═══ Text section ═══
Langmuir developed his views as he explored the Earth’s ocean basins, where volcanoes along the mid-ocean ridges constantly renew the continental plates. It was while in research vessels’ close quarters with scientists from other disciplines who were exploring the living communities clustered around these vents that Langmuir came to appreciate how deeply intertwined living and geological systems are.
“Here we see an entirely different living environment from other life on Earth, based on the planet itself. It has completely changed our view of life on Earth. We see that volcanoes and life are related to each other; Earth and life are related,” Langmuir said.
Through the course of the talk, Langmuir brought audience members on a tour of Earth’s history.
═══
What this exercise asks:
A. From the Langmuir text, return everything from "Langmuir developed his" down to "geological systems are.".
B. Write the next part of the text about Langmuir's talk, picking up after its final sentence.
═══ Dataset records ═══
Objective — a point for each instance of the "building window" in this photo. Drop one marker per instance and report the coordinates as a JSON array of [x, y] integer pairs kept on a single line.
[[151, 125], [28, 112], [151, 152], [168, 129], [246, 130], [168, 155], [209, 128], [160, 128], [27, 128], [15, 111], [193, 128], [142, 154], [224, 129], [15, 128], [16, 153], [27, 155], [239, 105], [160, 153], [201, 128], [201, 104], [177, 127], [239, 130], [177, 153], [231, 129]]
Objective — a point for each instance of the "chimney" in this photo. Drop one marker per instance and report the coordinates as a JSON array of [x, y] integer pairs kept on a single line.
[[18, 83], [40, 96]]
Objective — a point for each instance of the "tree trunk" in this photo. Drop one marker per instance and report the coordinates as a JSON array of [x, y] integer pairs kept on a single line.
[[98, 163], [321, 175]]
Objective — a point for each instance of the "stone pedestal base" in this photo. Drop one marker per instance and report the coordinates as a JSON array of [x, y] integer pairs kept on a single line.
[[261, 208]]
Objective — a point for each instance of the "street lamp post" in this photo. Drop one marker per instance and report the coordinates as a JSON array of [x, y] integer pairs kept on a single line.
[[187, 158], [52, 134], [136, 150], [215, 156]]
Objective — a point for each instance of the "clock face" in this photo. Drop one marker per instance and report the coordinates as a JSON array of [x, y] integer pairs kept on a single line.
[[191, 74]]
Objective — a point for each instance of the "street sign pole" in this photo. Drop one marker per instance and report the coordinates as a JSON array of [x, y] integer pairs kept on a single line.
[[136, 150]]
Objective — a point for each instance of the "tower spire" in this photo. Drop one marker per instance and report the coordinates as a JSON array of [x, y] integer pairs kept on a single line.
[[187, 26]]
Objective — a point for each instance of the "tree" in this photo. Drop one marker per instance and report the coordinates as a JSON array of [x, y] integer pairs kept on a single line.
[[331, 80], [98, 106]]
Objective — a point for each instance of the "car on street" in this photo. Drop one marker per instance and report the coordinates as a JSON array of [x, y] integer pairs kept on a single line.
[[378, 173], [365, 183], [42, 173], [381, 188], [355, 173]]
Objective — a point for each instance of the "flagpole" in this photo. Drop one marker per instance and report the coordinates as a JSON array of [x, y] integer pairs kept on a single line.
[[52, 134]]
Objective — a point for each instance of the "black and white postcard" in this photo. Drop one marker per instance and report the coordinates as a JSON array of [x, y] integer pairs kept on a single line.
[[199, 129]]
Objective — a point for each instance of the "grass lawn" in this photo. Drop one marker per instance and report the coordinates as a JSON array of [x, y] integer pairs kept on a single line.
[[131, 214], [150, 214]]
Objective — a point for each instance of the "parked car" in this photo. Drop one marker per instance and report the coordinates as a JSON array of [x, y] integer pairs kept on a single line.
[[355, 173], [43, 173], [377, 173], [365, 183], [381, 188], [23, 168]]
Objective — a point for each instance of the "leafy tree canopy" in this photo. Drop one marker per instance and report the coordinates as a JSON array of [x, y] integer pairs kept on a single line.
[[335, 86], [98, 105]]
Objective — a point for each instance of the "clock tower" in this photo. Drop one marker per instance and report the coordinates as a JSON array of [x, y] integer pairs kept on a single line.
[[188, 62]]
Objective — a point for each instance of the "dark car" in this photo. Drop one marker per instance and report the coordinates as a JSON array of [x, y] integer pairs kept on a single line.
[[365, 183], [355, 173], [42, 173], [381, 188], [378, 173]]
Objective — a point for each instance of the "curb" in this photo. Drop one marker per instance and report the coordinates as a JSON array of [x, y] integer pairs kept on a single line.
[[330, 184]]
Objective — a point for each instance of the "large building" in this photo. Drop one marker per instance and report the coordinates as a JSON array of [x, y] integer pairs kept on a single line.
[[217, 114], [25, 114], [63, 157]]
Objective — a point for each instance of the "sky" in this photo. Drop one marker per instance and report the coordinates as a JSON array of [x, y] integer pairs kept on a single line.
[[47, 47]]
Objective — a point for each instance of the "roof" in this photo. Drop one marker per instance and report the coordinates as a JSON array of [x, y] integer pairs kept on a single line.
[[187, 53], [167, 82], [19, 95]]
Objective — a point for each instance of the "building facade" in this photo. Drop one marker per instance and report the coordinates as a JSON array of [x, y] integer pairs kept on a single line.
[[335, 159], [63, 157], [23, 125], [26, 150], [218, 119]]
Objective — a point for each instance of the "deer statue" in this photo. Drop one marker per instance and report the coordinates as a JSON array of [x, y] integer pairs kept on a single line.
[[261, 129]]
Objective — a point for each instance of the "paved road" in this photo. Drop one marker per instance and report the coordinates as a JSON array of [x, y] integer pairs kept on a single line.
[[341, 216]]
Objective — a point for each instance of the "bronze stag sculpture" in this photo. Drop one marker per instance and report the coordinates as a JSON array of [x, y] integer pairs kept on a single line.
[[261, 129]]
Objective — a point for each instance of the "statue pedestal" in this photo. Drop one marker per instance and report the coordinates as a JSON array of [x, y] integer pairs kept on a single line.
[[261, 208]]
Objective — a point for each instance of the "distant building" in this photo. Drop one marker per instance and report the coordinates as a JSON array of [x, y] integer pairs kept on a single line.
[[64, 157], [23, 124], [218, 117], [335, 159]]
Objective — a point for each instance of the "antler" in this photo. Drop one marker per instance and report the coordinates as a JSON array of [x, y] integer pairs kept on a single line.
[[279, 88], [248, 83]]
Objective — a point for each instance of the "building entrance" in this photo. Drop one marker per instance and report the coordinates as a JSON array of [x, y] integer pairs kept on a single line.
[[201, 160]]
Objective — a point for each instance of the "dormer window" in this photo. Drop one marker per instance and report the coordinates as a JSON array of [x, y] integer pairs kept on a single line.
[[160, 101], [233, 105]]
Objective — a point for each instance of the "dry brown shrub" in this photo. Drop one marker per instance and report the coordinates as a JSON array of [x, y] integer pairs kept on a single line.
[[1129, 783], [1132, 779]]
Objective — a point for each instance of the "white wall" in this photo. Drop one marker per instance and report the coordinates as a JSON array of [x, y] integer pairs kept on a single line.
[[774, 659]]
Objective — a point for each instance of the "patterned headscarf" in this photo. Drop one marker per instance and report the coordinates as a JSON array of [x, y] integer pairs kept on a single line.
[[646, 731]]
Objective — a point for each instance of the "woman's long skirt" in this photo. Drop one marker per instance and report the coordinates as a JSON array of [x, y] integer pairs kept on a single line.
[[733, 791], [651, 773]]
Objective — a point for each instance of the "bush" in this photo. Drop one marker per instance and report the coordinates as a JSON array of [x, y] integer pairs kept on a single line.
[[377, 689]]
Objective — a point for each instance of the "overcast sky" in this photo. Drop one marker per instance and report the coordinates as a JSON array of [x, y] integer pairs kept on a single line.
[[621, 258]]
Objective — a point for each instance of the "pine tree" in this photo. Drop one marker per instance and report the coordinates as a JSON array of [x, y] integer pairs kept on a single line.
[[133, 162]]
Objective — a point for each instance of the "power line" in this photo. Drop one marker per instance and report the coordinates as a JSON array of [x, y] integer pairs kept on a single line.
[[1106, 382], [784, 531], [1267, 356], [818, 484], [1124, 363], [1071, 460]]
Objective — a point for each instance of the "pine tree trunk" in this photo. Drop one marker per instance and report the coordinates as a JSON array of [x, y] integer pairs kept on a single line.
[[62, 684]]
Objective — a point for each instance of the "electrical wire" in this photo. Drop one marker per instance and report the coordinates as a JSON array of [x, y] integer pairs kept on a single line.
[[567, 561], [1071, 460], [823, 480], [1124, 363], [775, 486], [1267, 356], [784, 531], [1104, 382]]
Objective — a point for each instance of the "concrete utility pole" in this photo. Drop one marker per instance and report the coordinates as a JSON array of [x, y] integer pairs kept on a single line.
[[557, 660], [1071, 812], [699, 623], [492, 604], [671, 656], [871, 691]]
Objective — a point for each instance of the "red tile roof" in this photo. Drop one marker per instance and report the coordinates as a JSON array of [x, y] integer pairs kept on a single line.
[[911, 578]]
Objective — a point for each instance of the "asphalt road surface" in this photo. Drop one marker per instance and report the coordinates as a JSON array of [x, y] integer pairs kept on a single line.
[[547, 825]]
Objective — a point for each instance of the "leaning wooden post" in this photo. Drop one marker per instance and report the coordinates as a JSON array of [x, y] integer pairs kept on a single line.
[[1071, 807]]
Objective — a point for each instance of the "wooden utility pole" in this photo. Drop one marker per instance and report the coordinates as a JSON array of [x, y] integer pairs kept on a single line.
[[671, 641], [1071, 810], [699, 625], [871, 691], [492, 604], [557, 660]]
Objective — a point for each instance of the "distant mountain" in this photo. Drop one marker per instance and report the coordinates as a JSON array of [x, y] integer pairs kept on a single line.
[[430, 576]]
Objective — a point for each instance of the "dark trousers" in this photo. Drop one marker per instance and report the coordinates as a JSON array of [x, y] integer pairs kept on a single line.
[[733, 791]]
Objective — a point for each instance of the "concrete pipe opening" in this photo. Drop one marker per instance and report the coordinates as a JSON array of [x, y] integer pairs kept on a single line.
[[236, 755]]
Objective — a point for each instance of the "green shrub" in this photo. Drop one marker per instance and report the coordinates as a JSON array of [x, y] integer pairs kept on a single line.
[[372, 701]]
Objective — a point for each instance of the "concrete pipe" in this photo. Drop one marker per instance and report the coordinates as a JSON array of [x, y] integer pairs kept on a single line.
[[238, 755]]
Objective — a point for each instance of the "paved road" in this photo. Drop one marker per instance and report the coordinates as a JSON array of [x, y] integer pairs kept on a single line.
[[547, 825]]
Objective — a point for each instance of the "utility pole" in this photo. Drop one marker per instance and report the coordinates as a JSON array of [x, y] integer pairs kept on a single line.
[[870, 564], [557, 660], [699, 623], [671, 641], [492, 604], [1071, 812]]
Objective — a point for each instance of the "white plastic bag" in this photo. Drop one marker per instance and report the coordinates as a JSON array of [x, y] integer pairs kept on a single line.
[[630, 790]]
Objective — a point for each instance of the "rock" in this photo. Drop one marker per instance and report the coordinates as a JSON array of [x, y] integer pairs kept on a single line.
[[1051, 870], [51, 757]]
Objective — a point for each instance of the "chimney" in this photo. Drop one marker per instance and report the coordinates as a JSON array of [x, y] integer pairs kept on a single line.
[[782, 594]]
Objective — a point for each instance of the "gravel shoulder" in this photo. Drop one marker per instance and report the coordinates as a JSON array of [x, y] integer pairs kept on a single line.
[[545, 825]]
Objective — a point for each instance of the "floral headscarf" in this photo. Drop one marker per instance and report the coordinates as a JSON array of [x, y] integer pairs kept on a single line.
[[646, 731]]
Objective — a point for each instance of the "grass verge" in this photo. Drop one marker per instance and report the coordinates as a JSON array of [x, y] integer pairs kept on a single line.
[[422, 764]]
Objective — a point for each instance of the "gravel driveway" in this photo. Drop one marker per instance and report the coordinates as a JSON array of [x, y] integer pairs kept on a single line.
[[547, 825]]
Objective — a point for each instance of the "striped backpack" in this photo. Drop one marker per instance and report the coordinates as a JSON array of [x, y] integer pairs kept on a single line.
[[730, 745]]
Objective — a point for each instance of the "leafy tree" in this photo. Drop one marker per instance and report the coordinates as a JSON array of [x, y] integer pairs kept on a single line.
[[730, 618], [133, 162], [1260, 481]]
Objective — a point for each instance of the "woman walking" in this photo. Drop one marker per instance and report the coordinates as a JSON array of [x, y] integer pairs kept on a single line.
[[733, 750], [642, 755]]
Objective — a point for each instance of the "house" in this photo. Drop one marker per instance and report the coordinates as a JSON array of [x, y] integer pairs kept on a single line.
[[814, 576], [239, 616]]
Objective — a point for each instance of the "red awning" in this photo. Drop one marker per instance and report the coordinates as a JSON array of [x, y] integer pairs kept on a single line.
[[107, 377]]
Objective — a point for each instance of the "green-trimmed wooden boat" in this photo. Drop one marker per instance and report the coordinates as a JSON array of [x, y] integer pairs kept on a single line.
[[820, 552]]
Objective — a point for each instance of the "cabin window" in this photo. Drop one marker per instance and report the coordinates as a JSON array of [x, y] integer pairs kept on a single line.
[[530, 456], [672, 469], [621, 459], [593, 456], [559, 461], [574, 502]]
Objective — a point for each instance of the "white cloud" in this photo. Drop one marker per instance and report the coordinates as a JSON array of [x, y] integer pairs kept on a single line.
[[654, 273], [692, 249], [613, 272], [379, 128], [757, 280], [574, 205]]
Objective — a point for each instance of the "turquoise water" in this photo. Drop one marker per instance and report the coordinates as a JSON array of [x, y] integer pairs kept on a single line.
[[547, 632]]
═══
Numbered responses:
A.
Langmuir developed his views as he explored the Earth’s ocean basins, where volcanoes along the mid-ocean ridges constantly renew the continental plates. It was while in research vessels’ close quarters with scientists from other disciplines who were exploring the living communities clustered around these vents that Langmuir came to appreciate how deeply intertwined living and geological systems are.

B.
The early Earth would have looked a lot like the moon, pockmarked and bombarded by meteors, with very active volcanoes, no protective ozone layer, high carbon dioxide, and very likely high temperatures. The early atmosphere, he said, had no oxygen at all, so early bacteria developed ways to live without it. When those bacteria figured out how to harness the sun’s energy through photosynthesis — which Langmuir termed Earth’s first energy revolution — oxygen was a byproduct. Released in tiny amounts by untold numbers of bacteria over billions of years, oxygen levels gradually built up in the atmosphere. That not only changed the atmosphere, Langmuir said, it also changed the rocks, as oxygen is very reactive and interacts readily with iron and other elements in the rocks.
To those early anaerobic bacteria, oxygen wasn’t a boon; it was a poison. Because oxygen is so reactive, it was toxic to those microscopic creatures. That is why, Langmuir said, chemicals such as antioxidants developed, to protect against oxygen’s damaging effects. As oxygen levels rose, however, some creatures learned to use it in a way that provided an enormous boost to their metabolism compared with that of oxygen-free processes. Langmuir described the incorporation of oxygen into metabolism as the planet’s second energy revolution.
More complex single-celled creatures, the eukaryotes, joined bacteria in the Earth’s microscopic menagerie, eventually teaming up to form multi-celled creatures. Eventually, enough oxygen built up that ozone was formed high in the atmosphere, shielding the land from harmful radiation, and allowing life to emerge from the seas.
From there, large animals emerged, then mammals, and finally, humans.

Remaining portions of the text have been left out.